SUPPLIED MATERIAL:
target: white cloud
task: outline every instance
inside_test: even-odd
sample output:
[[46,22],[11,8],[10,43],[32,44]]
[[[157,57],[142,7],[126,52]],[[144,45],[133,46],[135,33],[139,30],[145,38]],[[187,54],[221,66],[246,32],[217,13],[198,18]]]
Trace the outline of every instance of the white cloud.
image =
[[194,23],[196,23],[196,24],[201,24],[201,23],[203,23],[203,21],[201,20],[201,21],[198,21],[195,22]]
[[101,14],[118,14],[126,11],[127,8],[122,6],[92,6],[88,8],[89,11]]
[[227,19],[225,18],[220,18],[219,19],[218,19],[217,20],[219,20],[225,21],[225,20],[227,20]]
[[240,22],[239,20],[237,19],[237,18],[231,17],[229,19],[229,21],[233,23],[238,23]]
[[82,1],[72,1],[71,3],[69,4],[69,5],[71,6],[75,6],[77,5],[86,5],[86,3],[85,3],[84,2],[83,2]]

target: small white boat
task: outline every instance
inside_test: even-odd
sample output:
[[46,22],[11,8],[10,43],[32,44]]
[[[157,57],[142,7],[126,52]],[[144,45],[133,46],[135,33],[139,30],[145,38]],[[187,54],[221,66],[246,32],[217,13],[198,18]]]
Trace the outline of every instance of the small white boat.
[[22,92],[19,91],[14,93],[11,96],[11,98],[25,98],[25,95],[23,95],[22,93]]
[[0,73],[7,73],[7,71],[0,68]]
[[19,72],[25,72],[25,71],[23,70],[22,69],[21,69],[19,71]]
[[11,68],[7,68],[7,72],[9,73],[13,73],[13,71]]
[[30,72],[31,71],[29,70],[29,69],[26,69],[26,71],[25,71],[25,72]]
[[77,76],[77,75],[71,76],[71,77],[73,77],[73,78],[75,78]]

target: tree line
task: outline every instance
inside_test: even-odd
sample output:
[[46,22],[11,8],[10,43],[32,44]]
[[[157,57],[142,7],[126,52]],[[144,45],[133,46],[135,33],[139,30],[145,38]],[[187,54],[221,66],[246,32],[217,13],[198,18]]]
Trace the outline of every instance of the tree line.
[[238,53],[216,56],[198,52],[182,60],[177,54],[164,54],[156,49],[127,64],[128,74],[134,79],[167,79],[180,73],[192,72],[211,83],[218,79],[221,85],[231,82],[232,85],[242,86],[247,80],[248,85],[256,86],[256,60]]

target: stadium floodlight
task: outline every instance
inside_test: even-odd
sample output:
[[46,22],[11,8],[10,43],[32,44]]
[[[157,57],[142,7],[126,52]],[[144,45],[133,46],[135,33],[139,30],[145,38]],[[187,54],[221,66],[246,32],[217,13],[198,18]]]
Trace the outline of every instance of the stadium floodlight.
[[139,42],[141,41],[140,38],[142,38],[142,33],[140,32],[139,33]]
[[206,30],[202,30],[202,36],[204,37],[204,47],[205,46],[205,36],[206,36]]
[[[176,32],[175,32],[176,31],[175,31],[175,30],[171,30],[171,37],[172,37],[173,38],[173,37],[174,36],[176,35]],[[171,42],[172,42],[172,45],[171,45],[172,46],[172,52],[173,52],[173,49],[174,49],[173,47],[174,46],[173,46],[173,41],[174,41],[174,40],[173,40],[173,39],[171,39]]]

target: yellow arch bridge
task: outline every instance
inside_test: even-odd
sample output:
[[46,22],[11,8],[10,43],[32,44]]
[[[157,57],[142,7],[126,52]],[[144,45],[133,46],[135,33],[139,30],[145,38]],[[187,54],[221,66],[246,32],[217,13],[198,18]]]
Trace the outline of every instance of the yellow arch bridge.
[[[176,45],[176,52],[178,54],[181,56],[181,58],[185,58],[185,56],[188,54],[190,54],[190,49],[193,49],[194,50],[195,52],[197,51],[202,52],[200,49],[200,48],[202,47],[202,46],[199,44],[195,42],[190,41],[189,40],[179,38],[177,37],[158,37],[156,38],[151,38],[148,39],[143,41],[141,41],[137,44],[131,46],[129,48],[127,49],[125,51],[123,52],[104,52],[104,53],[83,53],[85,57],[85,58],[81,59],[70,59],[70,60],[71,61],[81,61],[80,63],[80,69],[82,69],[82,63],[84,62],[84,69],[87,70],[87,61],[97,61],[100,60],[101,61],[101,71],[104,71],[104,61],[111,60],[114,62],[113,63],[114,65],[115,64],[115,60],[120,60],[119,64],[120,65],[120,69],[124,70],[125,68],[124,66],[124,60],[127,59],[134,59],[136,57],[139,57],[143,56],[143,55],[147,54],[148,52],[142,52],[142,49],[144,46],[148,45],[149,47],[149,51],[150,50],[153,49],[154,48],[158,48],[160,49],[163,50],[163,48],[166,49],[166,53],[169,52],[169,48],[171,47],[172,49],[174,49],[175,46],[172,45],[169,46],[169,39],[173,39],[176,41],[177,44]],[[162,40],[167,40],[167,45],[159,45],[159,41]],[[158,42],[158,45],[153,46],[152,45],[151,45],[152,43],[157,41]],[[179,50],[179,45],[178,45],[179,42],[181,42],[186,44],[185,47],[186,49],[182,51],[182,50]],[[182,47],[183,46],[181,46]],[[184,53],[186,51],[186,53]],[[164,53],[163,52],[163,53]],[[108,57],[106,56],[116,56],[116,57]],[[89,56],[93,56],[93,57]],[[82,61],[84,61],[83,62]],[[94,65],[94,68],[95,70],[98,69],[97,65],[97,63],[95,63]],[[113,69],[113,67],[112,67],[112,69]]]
==
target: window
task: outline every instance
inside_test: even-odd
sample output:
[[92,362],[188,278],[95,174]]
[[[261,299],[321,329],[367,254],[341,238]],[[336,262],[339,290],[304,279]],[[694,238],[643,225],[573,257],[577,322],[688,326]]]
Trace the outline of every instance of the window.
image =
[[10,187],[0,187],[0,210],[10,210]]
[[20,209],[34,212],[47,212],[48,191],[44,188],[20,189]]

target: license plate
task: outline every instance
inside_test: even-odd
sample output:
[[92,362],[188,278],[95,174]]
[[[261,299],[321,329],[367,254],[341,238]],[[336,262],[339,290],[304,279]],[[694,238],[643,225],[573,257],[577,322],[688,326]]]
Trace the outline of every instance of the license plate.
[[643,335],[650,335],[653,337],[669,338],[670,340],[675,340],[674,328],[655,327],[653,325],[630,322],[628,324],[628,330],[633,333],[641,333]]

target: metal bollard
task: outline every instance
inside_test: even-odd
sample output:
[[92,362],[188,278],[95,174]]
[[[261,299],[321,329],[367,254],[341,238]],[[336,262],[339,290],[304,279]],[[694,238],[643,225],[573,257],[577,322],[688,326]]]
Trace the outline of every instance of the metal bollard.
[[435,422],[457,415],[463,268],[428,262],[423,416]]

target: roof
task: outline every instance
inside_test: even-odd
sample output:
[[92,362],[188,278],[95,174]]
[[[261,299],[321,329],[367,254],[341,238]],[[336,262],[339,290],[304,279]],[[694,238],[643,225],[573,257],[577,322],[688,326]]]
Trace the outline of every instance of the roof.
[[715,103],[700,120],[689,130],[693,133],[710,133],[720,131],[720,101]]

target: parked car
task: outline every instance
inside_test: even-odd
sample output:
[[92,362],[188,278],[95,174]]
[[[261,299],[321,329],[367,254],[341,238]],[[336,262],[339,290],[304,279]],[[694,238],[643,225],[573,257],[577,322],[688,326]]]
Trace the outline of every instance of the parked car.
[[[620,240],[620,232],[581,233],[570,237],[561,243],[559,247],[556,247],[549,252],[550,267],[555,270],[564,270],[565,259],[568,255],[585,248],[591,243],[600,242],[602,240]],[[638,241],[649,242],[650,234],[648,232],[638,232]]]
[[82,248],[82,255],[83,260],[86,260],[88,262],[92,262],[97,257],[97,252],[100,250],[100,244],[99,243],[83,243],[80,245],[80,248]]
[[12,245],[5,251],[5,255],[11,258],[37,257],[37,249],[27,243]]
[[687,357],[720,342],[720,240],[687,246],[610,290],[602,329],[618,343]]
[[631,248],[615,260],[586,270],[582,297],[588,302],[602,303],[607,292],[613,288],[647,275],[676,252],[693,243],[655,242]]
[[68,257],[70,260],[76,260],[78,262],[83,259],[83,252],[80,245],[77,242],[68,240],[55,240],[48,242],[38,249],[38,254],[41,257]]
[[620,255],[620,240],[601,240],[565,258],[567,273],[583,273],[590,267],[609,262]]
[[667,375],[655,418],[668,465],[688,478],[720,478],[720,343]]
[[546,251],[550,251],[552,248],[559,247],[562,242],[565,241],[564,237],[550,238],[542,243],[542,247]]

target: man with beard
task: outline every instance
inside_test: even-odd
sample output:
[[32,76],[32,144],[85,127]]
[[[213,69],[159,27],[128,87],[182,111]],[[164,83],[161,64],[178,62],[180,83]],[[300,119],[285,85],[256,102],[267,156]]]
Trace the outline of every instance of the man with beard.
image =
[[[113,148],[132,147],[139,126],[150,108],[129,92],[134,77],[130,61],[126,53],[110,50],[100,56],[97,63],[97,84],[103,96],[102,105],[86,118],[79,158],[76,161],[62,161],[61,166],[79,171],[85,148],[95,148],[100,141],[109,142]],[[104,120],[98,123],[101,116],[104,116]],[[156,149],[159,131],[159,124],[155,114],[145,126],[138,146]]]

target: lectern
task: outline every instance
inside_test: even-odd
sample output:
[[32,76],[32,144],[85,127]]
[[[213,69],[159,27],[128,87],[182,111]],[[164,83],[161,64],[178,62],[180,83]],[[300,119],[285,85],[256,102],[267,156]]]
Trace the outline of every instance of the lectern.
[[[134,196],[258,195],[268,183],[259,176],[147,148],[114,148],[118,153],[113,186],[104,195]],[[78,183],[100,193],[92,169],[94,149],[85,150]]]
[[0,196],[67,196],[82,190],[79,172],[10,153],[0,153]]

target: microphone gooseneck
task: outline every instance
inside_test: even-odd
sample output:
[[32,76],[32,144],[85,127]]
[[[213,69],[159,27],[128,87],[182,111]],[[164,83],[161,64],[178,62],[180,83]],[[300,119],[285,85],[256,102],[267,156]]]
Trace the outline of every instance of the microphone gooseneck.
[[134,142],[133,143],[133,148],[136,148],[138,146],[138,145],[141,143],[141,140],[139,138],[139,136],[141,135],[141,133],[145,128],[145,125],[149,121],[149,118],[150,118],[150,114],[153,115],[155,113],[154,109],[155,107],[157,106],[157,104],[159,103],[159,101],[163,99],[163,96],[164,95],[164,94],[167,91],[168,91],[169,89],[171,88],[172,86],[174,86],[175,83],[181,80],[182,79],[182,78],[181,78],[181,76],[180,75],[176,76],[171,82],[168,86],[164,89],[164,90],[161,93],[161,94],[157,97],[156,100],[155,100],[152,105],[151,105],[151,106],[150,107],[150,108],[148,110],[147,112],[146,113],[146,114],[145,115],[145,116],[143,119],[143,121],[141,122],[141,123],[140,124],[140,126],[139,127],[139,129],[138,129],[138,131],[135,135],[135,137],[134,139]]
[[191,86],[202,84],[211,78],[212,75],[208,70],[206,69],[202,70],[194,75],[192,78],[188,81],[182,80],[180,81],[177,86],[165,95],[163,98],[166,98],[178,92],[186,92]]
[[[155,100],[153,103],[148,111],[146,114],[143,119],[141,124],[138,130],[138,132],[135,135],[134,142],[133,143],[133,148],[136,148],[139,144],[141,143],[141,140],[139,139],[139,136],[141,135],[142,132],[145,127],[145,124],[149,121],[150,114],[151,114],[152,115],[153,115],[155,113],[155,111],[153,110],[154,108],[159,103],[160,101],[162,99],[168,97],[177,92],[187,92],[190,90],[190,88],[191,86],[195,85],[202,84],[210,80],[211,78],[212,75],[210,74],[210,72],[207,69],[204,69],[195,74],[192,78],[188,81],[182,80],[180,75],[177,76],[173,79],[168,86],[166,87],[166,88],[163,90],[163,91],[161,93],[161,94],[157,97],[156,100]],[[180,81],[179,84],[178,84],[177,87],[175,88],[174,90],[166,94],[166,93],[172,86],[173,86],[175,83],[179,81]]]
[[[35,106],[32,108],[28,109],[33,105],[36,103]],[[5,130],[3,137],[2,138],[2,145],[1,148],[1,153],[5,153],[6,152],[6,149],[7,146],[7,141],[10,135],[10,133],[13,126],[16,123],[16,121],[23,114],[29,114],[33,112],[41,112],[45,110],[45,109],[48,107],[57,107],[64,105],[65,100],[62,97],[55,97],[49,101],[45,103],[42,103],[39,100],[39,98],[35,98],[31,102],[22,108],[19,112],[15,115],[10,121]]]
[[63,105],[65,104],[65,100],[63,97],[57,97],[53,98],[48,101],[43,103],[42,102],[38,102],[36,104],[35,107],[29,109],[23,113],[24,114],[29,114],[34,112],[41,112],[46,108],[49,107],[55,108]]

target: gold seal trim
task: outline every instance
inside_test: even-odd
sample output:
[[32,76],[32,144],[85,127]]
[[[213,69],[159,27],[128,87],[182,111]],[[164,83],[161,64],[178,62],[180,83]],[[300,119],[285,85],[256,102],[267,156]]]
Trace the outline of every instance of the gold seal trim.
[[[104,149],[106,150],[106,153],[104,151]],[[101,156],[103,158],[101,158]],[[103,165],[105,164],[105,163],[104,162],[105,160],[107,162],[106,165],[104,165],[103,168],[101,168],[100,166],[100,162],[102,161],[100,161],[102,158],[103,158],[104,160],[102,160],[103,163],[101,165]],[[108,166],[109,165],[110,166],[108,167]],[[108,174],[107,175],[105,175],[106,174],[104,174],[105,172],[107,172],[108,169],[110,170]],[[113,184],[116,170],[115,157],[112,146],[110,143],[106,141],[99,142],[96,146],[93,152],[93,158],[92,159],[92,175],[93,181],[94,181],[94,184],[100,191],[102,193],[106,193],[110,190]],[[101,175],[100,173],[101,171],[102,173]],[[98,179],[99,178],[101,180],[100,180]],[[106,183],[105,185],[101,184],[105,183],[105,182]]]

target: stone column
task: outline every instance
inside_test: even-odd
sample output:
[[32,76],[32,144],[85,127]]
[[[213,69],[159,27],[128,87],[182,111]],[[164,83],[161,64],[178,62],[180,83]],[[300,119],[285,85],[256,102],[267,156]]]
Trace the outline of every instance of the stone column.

EXERCISE: Report each line of the items above that contains the string "gooseneck", copying the lines in full.

EXERCISE ANSWER:
target: microphone gooseneck
Trace the outline of every instance of the microphone gooseneck.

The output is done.